Copy each of the lines below word for word, without changing a single character.
───
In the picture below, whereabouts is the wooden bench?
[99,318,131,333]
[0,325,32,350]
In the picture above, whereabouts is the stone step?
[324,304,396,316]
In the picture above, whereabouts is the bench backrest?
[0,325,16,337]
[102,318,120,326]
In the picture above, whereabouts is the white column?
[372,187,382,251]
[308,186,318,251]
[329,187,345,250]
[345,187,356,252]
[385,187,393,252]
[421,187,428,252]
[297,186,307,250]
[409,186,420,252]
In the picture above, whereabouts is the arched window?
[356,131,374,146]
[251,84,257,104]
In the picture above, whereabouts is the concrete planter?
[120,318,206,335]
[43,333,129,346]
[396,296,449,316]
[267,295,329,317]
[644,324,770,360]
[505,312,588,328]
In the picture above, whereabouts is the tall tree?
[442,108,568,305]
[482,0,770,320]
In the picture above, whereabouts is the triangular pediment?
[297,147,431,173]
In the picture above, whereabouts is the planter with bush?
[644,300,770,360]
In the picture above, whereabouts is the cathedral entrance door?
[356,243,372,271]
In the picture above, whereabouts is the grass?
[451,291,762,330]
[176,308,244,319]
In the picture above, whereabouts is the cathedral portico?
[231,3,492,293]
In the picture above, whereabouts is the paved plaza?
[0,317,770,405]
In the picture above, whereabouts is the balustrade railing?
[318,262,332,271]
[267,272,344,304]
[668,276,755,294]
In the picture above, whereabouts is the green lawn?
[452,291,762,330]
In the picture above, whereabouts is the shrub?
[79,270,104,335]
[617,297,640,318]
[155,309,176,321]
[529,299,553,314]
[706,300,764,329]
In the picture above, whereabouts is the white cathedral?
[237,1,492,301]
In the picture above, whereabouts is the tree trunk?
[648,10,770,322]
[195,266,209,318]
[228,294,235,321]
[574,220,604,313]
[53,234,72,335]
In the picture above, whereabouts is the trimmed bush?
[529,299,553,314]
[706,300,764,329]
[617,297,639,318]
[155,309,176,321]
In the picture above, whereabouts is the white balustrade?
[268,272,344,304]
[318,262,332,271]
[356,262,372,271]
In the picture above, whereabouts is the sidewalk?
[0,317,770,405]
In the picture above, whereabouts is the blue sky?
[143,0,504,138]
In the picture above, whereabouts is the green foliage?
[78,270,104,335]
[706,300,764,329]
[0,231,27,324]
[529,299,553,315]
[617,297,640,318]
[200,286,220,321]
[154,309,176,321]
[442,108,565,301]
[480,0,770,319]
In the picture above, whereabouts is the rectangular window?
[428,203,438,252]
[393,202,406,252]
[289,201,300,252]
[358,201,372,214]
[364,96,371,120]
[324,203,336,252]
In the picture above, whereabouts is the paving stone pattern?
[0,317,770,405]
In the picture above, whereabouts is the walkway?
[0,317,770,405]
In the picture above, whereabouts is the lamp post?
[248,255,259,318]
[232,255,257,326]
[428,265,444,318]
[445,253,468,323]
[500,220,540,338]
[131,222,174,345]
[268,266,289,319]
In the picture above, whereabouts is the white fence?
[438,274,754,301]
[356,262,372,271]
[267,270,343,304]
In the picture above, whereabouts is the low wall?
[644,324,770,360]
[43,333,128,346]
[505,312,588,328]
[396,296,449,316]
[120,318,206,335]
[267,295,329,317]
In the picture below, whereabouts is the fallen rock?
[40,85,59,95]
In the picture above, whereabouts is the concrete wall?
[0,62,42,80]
───
• **EXERCISE RESPONSE**
In the picture below, whereabouts is the wooden bench?
[99,318,131,333]
[0,325,32,350]
In the picture above, whereabouts is the stone step?
[324,304,396,316]
In the picture above, whereabouts is the bench backrest?
[0,325,16,337]
[102,318,120,326]
In the picture above, whereabouts is the white column?
[372,187,382,251]
[308,186,318,251]
[329,187,345,250]
[345,187,356,252]
[385,187,393,252]
[421,187,428,252]
[297,186,307,250]
[409,186,420,252]
In the picture above, whereabouts is the arched window?
[356,131,374,146]
[251,84,257,104]
In the picture above, whereabouts is the concrete planter?
[120,318,206,335]
[43,333,129,346]
[396,296,449,316]
[267,295,329,317]
[644,324,770,360]
[505,312,588,328]
In the picture above, whereabouts is the tall tree?
[442,108,568,305]
[482,0,770,320]
In the picture above, whereabouts is the triangular pediment?
[297,147,431,173]
In the picture above, whereabouts is the planter with bush?
[644,300,770,360]
In the picture above, whereabouts is the cathedral entrance door?
[356,243,372,271]
In the picture above, whereabouts is the grass?
[451,291,762,330]
[176,308,244,319]
In the picture above, whereabouts is the cathedral portico?
[231,3,492,293]
In the picture above, whereabouts is the paved plaza?
[0,317,770,405]
In the picture above, whereabouts is the balustrade railing?
[318,262,332,271]
[267,272,344,304]
[668,276,755,294]
In the picture above, whereabouts is the green lawn?
[452,291,762,330]
In the picture above, whereabouts is the shrub?
[79,270,104,335]
[617,297,640,318]
[155,309,176,321]
[529,299,553,314]
[706,300,764,329]
In the picture above, whereabouts is the white cathedral?
[237,1,492,301]
In the picture above, whereabouts is the tree trunk?
[648,10,770,322]
[195,266,209,318]
[228,294,235,321]
[574,220,604,313]
[53,234,72,335]
In the picture above, whereabouts is the trimmed bush?
[529,299,553,314]
[706,300,764,329]
[617,297,639,318]
[155,309,176,321]
In the picture above, whereabouts is the white balustrade?
[268,272,344,304]
[318,262,332,271]
[356,262,372,271]
In the picture above, whereabouts is the sidewalk?
[0,317,770,405]
In the picture above, whereabouts is the blue sky?
[143,0,504,138]
In the picture above, whereabouts is the green foliage?
[78,270,104,335]
[706,300,764,329]
[0,231,27,324]
[529,299,553,315]
[617,297,640,318]
[200,286,220,321]
[154,309,176,321]
[442,108,565,301]
[480,0,770,319]
In the picture above, whereabouts is the rectangular window?
[428,203,438,252]
[393,202,406,252]
[289,201,300,252]
[358,201,372,214]
[364,96,371,120]
[324,203,336,252]
In the picture above, whereabouts is the paving stone pattern?
[0,317,770,405]
In the picture above, whereabouts is the walkway?
[0,317,770,405]
In the picture above, whereabouts is the lamp post?
[248,255,259,318]
[232,255,257,326]
[428,265,444,318]
[445,253,468,323]
[500,220,540,338]
[131,222,174,345]
[268,266,289,319]
In the picture above, whereabouts is the white fence?
[438,274,754,301]
[356,262,372,271]
[267,270,343,304]
In the picture above, whereabouts is the low wall?
[644,324,770,360]
[43,333,128,346]
[505,312,588,328]
[396,296,449,316]
[120,318,206,335]
[267,295,329,317]
In the picture below, whereabouts is the fallen rock?
[40,85,59,95]
In the picture above, whereabouts is the concrete wall?
[0,62,42,80]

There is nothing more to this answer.